(Given request) Reproduce the tribunal decision excerpt below word for word, in full.

16. Section 1224 only operates in a situation were the decision-maker can find that there is a false statement or false representation for [sic] an omission to comply with the Act and also that an amount was paid because of the false statement or representation or omission. The law is to be found in the decisions of von Doussa J (1991) 23 ALD 284 and the Full Court on appeal in McAuliffe v Secretary, Department of Social Security (1992) 28 ALD 609. The case is authority for the proposition that the false statement need only be a contributing factor and not the only factor or cause for the payment of benefit. The policy of the provision is to protect the revenue against unjustified claims on the public funds made in consequence of false information supplied to the applicant Department. (See Re Pepi and Director-General of Social Security (1984) 7 ALD 155).
17. If it is a fact that the respondent made a false statement or a false representation or failed or omitted to comply with a provision of the Act such evidence would be found in the fortnightly claims for continuation reports lodged with the Department by the respondent. All of those documents have been destroyed by the Department and there is therefore no basis upon which this Tribunal can make a finding that the respondent made a false statement or a false representation or failed or omitted to comply with the provision of the Act. It is, in my view, not open to this Tribunal to infer that the respondent somehow comes within the terms of subsection 1224(1) because there is no evidence before the Tribunal as to what the respondent did. I was encouraged to accept the proposition as a matter of fact that what the respondent did was fill out the continuation report providing details of her net income for the past two weeks as recorded in her payslips but there is simply no basis upon which I can come to such a conclusion as a question of fact. To draw an inference along those lines would be to make assumptions which are not justified by the material before me. All that has been proved before me is what the applicant Department did in relation to the respondent. Nothing has been proved as to what the respondent did in relation to her fortnightly claims for Newstart Allowance. It follows that I do not have any basis in fact for finding that the respondent comes within the terms of subsection 1224(1) and, in particular, I do not have any basis in fact for finding that the respondent made false statements or false representations to the applicant nor do I have any basis in fact for finding that the respondent failed or omitted to comply with provisions of the Act.”

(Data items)

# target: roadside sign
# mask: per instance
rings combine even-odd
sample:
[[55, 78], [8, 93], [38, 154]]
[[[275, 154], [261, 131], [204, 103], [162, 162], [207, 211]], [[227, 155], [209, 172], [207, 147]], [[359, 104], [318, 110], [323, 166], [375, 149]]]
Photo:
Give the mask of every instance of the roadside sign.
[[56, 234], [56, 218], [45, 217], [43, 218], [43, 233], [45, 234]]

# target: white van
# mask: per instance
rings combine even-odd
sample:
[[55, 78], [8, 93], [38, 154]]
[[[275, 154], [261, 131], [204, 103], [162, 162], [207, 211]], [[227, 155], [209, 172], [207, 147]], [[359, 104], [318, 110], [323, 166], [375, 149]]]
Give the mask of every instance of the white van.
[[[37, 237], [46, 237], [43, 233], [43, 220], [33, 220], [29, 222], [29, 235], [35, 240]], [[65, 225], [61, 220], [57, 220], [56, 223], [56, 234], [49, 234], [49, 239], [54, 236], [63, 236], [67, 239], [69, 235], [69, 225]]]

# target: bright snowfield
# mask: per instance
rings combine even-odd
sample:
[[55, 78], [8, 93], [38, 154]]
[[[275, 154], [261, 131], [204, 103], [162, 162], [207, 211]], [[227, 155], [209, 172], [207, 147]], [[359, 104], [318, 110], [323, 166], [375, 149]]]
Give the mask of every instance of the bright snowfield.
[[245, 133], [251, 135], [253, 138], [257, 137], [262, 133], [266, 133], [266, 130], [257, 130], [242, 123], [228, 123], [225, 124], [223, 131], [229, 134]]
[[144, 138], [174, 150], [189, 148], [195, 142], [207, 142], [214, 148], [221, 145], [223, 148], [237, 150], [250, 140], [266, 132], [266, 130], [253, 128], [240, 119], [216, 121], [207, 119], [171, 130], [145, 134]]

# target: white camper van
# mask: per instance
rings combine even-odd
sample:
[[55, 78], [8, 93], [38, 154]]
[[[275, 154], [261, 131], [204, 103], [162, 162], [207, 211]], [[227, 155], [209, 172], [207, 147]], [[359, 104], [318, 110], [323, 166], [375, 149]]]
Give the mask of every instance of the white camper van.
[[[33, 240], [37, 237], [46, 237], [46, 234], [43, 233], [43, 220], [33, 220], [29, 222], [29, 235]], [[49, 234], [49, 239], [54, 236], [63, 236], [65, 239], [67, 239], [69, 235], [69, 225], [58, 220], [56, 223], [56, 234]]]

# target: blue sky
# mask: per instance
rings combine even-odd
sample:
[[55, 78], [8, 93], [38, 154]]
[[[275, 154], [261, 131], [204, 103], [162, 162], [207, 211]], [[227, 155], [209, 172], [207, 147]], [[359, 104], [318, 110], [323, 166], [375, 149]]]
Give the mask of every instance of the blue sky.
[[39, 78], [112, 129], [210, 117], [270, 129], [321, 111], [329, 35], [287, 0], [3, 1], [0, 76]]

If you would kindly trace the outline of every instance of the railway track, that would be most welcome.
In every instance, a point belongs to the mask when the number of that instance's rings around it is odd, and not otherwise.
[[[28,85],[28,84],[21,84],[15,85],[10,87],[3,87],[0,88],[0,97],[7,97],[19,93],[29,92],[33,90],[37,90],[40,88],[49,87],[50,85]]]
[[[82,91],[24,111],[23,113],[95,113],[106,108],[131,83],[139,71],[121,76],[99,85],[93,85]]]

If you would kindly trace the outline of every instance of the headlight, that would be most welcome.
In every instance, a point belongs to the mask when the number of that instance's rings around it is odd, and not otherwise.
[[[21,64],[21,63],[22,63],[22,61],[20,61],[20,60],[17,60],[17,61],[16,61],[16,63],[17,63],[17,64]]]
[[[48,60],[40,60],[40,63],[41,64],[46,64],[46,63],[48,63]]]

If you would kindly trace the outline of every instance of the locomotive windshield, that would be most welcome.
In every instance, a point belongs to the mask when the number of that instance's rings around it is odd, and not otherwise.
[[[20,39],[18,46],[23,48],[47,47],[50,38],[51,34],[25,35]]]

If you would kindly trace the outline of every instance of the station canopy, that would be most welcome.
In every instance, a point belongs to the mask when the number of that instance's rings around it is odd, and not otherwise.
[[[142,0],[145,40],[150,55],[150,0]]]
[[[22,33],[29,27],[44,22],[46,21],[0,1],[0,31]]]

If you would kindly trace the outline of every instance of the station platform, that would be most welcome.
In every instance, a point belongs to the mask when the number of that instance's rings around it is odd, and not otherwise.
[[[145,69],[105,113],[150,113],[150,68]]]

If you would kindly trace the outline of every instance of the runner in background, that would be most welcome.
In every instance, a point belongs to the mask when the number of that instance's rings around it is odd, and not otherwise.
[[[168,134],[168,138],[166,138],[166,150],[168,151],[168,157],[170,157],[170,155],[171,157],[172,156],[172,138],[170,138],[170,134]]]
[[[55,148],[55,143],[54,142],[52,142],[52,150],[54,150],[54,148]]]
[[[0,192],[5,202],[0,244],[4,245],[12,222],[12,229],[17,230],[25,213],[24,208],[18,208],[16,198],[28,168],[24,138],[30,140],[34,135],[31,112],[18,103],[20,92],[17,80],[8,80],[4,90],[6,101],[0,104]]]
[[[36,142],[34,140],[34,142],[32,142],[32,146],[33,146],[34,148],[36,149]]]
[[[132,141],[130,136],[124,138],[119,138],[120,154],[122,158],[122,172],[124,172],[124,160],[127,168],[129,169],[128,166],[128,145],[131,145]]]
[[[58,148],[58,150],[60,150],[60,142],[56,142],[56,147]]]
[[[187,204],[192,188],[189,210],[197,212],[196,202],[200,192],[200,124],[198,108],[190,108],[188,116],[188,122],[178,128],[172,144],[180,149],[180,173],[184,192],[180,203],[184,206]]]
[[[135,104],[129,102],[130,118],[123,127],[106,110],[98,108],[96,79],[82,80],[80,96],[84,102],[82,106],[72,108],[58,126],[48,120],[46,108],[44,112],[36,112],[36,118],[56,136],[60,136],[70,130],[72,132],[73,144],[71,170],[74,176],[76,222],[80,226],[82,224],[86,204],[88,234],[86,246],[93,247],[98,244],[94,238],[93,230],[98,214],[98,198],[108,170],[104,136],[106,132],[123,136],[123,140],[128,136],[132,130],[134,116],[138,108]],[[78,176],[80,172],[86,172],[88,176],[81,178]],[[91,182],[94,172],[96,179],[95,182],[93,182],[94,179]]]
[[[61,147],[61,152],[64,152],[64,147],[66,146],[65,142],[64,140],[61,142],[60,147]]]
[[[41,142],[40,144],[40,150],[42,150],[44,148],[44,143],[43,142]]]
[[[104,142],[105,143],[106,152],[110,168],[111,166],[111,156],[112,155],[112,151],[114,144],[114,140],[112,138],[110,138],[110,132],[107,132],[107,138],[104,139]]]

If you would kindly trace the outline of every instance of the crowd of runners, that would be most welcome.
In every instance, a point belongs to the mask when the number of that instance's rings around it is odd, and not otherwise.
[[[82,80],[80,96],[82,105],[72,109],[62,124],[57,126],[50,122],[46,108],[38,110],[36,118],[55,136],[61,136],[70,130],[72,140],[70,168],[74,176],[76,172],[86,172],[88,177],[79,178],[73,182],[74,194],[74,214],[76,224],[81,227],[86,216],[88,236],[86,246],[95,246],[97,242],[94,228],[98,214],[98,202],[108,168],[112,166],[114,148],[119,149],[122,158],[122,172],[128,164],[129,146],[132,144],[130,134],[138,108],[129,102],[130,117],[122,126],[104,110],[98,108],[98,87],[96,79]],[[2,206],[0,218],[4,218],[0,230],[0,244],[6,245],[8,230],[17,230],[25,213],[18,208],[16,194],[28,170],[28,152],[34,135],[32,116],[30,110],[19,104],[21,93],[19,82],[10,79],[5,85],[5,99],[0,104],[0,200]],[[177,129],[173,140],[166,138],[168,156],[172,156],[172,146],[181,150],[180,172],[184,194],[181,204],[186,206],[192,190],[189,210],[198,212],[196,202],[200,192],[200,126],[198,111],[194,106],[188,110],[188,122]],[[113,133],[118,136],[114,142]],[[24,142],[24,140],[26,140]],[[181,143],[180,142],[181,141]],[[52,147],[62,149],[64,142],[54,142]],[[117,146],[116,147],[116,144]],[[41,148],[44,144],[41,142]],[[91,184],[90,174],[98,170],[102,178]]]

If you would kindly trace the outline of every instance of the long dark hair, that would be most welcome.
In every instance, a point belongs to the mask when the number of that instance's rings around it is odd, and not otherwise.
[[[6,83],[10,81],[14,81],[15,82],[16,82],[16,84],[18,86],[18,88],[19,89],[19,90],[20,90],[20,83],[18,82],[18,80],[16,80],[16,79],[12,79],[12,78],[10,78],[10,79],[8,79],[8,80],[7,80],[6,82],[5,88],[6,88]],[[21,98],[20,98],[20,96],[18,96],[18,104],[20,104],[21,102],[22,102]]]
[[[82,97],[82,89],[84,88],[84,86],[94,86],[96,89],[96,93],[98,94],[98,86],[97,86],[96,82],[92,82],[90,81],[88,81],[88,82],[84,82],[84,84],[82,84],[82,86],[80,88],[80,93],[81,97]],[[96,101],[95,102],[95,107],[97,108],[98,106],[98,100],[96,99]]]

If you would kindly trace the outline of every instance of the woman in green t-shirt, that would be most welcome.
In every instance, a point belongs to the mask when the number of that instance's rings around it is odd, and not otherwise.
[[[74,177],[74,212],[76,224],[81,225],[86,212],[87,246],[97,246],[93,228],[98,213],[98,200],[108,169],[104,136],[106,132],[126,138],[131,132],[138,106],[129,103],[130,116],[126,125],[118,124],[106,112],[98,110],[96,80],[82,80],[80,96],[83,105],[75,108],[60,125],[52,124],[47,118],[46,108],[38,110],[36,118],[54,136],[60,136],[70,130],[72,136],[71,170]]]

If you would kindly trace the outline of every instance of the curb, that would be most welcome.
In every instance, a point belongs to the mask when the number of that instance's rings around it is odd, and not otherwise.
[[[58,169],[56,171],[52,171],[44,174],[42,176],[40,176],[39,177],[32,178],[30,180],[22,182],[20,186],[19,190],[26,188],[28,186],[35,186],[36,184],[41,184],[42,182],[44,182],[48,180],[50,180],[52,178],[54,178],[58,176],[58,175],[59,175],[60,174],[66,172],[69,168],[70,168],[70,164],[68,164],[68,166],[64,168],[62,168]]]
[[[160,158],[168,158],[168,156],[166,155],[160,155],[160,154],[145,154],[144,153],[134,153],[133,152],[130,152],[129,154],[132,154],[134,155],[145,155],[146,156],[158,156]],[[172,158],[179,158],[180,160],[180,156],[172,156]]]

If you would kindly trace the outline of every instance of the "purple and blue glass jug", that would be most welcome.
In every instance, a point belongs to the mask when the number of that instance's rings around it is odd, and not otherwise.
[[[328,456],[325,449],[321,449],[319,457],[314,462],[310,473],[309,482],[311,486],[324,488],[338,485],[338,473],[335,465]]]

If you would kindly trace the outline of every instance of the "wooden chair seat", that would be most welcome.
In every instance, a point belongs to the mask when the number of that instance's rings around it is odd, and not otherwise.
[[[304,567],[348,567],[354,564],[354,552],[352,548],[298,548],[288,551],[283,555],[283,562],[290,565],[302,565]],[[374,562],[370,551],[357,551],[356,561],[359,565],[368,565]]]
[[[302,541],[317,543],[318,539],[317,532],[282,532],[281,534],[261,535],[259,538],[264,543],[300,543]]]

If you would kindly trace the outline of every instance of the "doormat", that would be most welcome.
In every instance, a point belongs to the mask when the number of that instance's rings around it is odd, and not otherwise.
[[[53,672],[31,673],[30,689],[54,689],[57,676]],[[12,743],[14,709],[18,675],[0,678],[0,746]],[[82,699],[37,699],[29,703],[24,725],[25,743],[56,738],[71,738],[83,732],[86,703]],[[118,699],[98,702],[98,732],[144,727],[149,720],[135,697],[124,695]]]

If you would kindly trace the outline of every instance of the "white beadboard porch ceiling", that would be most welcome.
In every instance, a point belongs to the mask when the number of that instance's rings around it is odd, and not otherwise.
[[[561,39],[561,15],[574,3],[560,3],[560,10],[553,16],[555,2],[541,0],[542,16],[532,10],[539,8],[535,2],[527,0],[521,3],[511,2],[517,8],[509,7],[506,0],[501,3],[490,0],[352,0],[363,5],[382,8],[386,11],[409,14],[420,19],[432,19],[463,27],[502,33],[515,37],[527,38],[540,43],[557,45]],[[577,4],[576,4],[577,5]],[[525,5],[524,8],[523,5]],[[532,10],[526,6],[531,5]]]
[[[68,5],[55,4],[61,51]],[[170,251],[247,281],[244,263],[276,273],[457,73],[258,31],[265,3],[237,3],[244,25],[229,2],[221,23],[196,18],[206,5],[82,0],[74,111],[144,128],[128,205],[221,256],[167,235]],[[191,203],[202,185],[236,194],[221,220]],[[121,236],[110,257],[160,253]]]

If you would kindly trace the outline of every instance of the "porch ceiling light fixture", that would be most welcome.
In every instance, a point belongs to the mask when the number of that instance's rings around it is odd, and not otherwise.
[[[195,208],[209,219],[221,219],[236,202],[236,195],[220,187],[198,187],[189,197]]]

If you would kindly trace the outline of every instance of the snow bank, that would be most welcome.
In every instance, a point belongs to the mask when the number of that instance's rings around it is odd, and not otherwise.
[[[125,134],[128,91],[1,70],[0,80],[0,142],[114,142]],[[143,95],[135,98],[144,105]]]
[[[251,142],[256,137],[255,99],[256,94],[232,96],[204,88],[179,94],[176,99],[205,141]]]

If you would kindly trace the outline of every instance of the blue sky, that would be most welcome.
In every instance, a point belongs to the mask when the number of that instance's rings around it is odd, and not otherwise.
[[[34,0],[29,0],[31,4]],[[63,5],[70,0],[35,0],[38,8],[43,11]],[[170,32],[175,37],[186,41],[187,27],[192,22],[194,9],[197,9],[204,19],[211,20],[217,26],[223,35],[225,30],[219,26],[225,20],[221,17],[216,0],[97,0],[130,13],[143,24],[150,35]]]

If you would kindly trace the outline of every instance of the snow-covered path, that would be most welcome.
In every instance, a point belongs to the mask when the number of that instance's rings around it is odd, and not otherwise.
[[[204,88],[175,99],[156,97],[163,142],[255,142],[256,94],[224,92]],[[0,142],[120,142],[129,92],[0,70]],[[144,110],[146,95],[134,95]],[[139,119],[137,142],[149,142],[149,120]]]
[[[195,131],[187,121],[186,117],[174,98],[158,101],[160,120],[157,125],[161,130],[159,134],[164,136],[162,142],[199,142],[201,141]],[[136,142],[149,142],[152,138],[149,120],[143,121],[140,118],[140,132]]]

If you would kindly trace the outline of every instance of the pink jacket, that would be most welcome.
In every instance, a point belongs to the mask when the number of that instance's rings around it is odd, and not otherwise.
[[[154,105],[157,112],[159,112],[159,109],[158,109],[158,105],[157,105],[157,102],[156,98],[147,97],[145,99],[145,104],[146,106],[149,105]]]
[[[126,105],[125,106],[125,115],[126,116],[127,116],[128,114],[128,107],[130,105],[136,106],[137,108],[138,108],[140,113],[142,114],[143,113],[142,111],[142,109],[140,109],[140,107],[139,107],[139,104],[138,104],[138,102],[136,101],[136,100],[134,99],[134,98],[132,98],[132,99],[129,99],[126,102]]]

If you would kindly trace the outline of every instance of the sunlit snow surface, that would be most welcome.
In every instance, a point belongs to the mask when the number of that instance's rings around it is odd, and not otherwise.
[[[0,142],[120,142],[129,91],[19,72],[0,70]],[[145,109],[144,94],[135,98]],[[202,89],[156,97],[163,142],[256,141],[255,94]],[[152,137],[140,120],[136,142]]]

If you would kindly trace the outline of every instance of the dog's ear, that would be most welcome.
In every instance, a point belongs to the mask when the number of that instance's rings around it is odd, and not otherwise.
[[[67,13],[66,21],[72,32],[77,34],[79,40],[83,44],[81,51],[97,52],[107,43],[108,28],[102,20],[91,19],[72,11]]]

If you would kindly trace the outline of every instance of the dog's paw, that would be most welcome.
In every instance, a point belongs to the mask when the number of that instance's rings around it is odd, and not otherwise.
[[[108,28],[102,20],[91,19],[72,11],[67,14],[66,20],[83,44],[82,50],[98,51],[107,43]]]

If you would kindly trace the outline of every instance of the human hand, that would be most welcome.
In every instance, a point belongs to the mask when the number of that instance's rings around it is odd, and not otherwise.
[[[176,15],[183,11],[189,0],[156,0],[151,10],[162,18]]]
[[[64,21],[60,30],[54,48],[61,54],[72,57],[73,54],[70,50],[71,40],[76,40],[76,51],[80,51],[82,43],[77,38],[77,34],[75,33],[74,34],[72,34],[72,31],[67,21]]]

(Expected answer)
16. Section 1224 only operates in a situation were the decision-maker can find that there is a false statement or false representation for [sic] an omission to comply with the Act and also that an amount was paid because of the false statement or representation or omission. The law is to be found in the decisions of von Doussa J (1991) 23 ALD 284 and the Full Court on appeal in McAuliffe v Secretary, Department of Social Security (1992) 28 ALD 609. The case is authority for the proposition that the false statement need only be a contributing factor and not the only factor or cause for the payment of benefit. The policy of the provision is to protect the revenue against unjustified claims on the public funds made in consequence of false information supplied to the applicant Department. (See Re Pepi and Director-General of Social Security (1984) 7 ALD 155).
17. If it is a fact that the respondent made a false statement or a false representation or failed or omitted to comply with a provision of the Act such evidence would be found in the fortnightly claims for continuation reports lodged with the Department by the respondent. All of those documents have been destroyed by the Department and there is therefore no basis upon which this Tribunal can make a finding that the respondent made a false statement or a false representation or failed or omitted to comply with the provision of the Act. It is, in my view, not open to this Tribunal to infer that the respondent somehow comes within the terms of subsection 1224(1) because there is no evidence before the Tribunal as to what the respondent did. I was encouraged to accept the proposition as a matter of fact that what the respondent did was fill out the continuation report providing details of her net income for the past two weeks as recorded in her payslips but there is simply no basis upon which I can come to such a conclusion as a question of fact. To draw an inference along those lines would be to make assumptions which are not justified by the material before me. All that has been proved before me is what the applicant Department did in relation to the respondent. Nothing has been proved as to what the respondent did in relation to her fortnightly claims for Newstart Allowance. It follows that I do not have any basis in fact for finding that the respondent comes within the terms of subsection 1224(1) and, in particular, I do not have any basis in fact for finding that the respondent made false statements or false representations to the applicant nor do I have any basis in fact for finding that the respondent failed or omitted to comply with provisions of the Act.”